#### Written exercise
Everything from the line containing "Can you spot the sky" through the last line of the records must be returned verbatim, and nothing outside that range.

#### Records for the exercise
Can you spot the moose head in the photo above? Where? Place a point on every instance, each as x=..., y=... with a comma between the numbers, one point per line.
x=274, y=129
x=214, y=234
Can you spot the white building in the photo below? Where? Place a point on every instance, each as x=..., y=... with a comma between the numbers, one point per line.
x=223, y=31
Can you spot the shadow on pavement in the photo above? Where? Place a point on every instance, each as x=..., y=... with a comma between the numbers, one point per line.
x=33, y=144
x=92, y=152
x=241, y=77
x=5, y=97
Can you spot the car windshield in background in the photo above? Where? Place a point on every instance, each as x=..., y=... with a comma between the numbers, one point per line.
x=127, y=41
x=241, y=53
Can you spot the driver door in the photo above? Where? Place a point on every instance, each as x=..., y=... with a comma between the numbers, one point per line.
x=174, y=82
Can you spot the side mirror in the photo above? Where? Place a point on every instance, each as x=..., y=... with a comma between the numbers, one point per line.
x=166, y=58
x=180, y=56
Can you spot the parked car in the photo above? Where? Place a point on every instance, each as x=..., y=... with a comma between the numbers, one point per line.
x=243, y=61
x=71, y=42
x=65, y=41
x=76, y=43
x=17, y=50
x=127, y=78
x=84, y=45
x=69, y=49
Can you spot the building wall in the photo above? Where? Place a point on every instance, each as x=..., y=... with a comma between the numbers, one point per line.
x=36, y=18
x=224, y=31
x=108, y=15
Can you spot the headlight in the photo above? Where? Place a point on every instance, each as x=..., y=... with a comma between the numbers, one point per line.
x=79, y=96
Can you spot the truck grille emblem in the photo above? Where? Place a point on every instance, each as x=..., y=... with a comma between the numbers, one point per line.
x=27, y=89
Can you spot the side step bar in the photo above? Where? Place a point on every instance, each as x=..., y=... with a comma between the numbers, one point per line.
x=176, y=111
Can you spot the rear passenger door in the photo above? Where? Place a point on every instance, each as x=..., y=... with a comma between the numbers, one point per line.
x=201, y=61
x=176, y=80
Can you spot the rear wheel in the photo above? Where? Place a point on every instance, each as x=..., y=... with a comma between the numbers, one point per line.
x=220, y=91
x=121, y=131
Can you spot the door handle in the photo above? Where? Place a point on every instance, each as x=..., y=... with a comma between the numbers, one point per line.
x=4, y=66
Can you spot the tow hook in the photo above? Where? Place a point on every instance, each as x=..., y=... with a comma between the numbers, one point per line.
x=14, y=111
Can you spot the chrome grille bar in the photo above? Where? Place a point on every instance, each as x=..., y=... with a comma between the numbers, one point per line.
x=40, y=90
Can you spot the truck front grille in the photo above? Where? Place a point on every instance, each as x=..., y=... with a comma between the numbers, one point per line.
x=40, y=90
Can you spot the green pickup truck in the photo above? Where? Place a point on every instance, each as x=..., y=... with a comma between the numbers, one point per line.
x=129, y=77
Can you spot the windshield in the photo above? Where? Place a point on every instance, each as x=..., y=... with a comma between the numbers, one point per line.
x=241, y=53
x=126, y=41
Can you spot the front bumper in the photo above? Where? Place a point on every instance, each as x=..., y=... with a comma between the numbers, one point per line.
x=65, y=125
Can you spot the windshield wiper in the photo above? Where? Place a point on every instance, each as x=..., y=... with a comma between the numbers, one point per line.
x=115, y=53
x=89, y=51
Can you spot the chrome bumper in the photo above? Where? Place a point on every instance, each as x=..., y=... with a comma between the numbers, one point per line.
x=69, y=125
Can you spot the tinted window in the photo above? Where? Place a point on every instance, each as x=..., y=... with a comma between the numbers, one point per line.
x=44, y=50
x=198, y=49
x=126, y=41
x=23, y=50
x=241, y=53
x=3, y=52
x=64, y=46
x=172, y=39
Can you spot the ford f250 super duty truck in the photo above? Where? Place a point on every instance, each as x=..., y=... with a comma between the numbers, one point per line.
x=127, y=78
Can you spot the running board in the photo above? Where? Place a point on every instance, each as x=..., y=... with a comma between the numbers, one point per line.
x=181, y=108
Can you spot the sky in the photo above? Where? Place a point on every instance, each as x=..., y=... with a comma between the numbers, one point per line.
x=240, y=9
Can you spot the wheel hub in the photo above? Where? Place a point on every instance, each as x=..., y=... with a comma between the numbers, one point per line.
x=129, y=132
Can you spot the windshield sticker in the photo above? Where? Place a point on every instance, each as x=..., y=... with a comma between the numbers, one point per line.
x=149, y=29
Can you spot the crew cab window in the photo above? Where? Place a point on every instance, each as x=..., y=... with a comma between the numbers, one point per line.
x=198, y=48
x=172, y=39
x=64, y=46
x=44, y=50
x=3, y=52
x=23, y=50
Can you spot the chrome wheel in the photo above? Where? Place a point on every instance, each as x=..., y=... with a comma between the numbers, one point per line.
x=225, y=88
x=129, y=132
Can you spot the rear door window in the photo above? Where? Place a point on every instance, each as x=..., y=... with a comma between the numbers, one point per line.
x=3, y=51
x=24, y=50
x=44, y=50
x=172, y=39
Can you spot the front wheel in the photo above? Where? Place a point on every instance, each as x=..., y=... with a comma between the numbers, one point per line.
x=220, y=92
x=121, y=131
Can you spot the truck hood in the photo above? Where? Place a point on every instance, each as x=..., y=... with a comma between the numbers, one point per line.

#### Worked answer
Can you spot the sky in the photo above? Where? Place a point on every instance, each as x=..., y=... with a comma between the numbers, one point per line.
x=240, y=9
Can you spot the wheel hub in the photo above? Where? Place a point on every instance, each as x=..., y=... with a comma between the numbers, one point per line.
x=129, y=132
Can you spot the windshield sticker in the photo above? Where? Place a point on every instance, each as x=..., y=... with a comma between the numbers, one point per line.
x=149, y=29
Can you spot the crew cab window in the photo above? Where? Place a point on every instance, each as x=..., y=... with a comma between the numbers, one point per line.
x=198, y=48
x=172, y=39
x=64, y=46
x=44, y=50
x=3, y=52
x=23, y=50
Can you spot the chrome wheel in the photo above? Where? Place a point on every instance, each as x=..., y=... with a comma between the numbers, one point per line.
x=225, y=88
x=129, y=132
Can you spot the rear door window in the photo above? Where? Place a point on every instance, each as x=..., y=... with a comma between the numbers, one point per line.
x=3, y=51
x=24, y=50
x=44, y=50
x=172, y=39
Can you spot the front wheel in the photo above? Where? Place a point on every instance, each as x=..., y=... with a comma between the numbers, one point per line.
x=220, y=92
x=121, y=131
Can you spot the truck hood in the photo above? Where? Place a point on every instance, each as x=..., y=... with a comma between the numbers, one point per line.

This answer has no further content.